[Collected data entries]
------

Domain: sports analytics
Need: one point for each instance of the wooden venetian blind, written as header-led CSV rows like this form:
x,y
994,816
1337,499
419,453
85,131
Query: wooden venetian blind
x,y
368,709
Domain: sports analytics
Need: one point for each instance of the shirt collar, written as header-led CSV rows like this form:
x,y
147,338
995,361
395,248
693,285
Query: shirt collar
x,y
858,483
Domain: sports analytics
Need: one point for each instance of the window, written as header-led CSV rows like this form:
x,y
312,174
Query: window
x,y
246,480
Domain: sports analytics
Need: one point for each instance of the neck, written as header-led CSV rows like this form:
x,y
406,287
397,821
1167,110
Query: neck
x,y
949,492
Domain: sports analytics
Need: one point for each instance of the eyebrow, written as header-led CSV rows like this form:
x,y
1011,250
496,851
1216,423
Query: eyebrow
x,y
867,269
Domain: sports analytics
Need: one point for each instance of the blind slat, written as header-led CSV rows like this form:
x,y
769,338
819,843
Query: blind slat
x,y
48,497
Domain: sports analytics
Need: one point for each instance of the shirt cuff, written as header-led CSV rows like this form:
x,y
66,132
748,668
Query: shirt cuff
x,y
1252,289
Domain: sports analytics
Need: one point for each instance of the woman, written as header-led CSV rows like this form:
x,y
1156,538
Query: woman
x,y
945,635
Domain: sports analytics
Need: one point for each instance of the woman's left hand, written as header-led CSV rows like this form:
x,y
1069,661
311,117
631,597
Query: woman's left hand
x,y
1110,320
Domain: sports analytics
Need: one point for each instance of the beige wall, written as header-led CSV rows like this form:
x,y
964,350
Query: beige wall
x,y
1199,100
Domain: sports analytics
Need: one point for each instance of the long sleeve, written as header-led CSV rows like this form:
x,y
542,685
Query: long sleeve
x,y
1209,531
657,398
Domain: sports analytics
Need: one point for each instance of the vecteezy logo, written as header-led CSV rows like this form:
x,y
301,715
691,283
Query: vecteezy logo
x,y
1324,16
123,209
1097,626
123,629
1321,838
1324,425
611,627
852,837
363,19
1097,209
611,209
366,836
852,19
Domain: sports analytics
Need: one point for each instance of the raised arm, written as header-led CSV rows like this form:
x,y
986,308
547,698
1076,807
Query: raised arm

------

» **WORK ORDER**: Look through the entries above; copy every line holding the string "raised".

» **WRITTEN REPLY**:
Need: one point for each instance of the raised arm, written as header-led CSV rows like this form:
Query: raised arm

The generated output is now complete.